**GOAL**: Rewrite all the records below, requests included, and multiply every coordinate in the answers by 2.1, rounding to whole numbers with halves rounded up.

**INPUT MATERIAL**:
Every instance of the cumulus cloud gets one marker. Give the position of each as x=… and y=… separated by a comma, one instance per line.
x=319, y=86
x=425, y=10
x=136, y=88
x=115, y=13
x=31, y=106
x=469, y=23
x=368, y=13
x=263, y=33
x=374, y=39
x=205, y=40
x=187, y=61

**PROBLEM SOLUTION**:
Every instance of the cumulus cloud gets one marker. Give the position of each as x=… and y=… separated by a comma, one instance per line.
x=670, y=181
x=893, y=21
x=286, y=185
x=242, y=27
x=65, y=223
x=985, y=48
x=773, y=27
x=552, y=69
x=785, y=82
x=431, y=84
x=393, y=128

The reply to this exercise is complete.